Kaynak Metin:
/---
Peygamber Efendimiz (s.a.v) Naziat sûresi ile ilgili şöyle buyurmuştur: "Kim Naziat sûresini (vird olarak) okursa, onun (mahşerde) duruşu ve hesap vermesi bir namaz vaktinin miktarı kadardır. Sonra o kıyamet gününde cennete girer. Bu sûreyi kim okursa, Allah (c.c.) o kimseyi kabrinde ve kıyamet günü bir namaz kılacak kadar bekletmeden cennete koyar." Her sûrenin olduğu gibi, bu sûrenin de kendine has önemi ve faziletleri vardır. Faydalarına nâil olabilmek için Naziat sûresi Arapça yazılışı her gün mutlaka okunmalıdır. Naziat'ın kelime anlamı, "ruhları çekip alan melekler"dir ve bu sûrede; insanların öldükten sonra diriltilmesinden, ahirette verilecek hesaptan, azap ve mükâfattan, Allah'ın birliğinden, Hz. Musa ve Firavun'un kıssasından bahsedilir. İşte Naziat sûresi okunuşu, anlamı ve tefsiri ile ilgili detaylar…
Naziat Sûresi Okunuşu Nasıldır?
Naziat sûresi, Kur'an Kerim'deki 79. sûredir. İnfitar sûresinden önce, Nebe sûresinden ise sonra inmiştir. Mekke-i Mükerreme'de nüzul olan Naziat sûresi, iki sayfadan oluşur ve Kur'an-ı Kerim'de 584. ve 585. sayfalardadır. 46 ayet olan bu sûre, 30. cüzde bulunur. İşte Naziat sûresi okunuşu…
Bismillahirrahmanirrahim
1.Vennazi'ati ğarken.
2.Vennaşitati neştan.
3.Vessabihati sebhan.
4.Fessabikati sebkan.
5.Felmudebbirati emren.
6.Yevme tercufurracifetu.
7.Tetbe'uherradifetu.
8.Kulubun yevmeizin vacifetun.
9.Ebsaruha haşi'atun.
10.Yekulune einna lemerdudune fiylhafireti.
11.Eiza kunna 'ızamen nehıreten.
\---
İşlenecek Veriler:
/---
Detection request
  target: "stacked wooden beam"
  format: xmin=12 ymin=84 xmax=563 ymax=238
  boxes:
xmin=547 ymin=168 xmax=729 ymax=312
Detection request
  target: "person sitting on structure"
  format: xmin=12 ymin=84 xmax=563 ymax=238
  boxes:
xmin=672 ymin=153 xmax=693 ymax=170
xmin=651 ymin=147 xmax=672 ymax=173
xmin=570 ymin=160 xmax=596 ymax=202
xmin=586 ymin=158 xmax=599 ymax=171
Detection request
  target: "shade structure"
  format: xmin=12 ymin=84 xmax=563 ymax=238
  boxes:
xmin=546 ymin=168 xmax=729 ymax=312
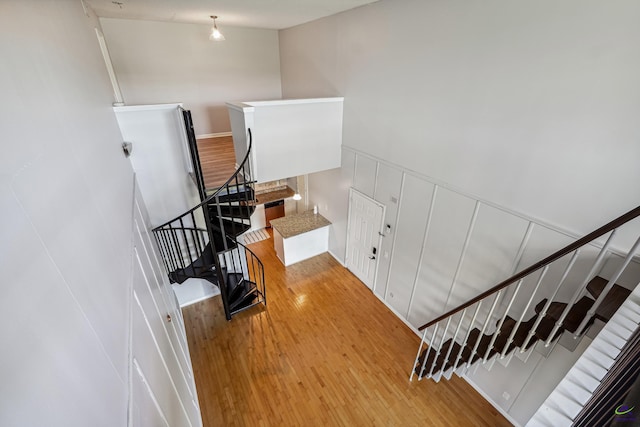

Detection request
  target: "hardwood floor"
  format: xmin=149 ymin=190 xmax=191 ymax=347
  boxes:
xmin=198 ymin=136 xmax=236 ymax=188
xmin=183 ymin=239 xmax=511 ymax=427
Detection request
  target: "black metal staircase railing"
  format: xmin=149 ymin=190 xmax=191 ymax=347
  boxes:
\---
Alıştırma Görevleri:
1. Yukarıdaki kayıtların tamamını, boş satırları atlayarak ve her satırı ayrı bir dizge yaparak bir JSON listesine dönüştürünüz. Görselleri cevaba dahil etmeyiniz.
2. Naziat sûresinin okunuşunu veren metni, son satırından itibaren sürdürünüz.

Alıştırma Cevapları:
1.
[
  "Detection request",
  "  target: \"stacked wooden beam\"",
  "  format: xmin=12 ymin=84 xmax=563 ymax=238",
  "  boxes:",
  "xmin=547 ymin=168 xmax=729 ymax=312",
  "Detection request",
  "  target: \"person sitting on structure\"",
  "  format: xmin=12 ymin=84 xmax=563 ymax=238",
  "  boxes:",
  "xmin=672 ymin=153 xmax=693 ymax=170",
  "xmin=651 ymin=147 xmax=672 ymax=173",
  "xmin=570 ymin=160 xmax=596 ymax=202",
  "xmin=586 ymin=158 xmax=599 ymax=171",
  "Detection request",
  "  target: \"shade structure\"",
  "  format: xmin=12 ymin=84 xmax=563 ymax=238",
  "  boxes:",
  "xmin=546 ymin=168 xmax=729 ymax=312",
  "Detection request",
  "  target: \"hardwood floor\"",
  "  format: xmin=149 ymin=190 xmax=191 ymax=347",
  "  boxes:",
  "xmin=198 ymin=136 xmax=236 ymax=188",
  "xmin=183 ymin=239 xmax=511 ymax=427",
  "Detection request",
  "  target: \"black metal staircase railing\"",
  "  format: xmin=149 ymin=190 xmax=191 ymax=347",
  "  boxes:"
]

2.
12.Kalu tilke izen kerretun hasiretun.
13.Feinnema hiye zecretun vahıdetun.
14.Feiza hum bissahireti.
15.Hel etake hadiysu musa.
16.İz nadahu rabbuhu bilvadilmukaddesi tuven.
17.İzheb ila fir'avne innehu tağa.
18.Fekul hel leke ila en tezekka.
19.Ve ehdiyeke ila rabbike fetahşa.
20.Feerahul'ayetelkubra.
21.Fekezzebe ve 'asa.
22.Summe edbere yes'a.
23.Fehaşere fenada.
24.Fekale ene rabbukumul'a'la.
25.Feehazehullahu nekalel'ahıreti vel'ula.
26.İnne fiy zalike le'ubreten limen yahşa.
27.Eentum eşeddu halkan emissema'u benaha.
28.Refe'a semkeha fesevvaha.
29.Ve ağtaşe leyleha ve ahrece duhaha.
30.Vel'arda ba'de zalike dehaha.
31.Ahrece minha aeha ve mer'aha.
32.Velcibale ersaha.
33.Meta'an lekum ve lien'amikum.
34.Feiza caetittammetulkubra.
35.Yevme yetezekkerul'insanu ma se'a.
36.Ve burrizetilcehıymu limen yera.
37.Feemma men tağa.
38.Ve aserelhayateddunya.
39.Feinnelcahıyme hiyelme'va.
40.Ve emma men hafe mekame rabbihi ve nehennefse 'anilheva.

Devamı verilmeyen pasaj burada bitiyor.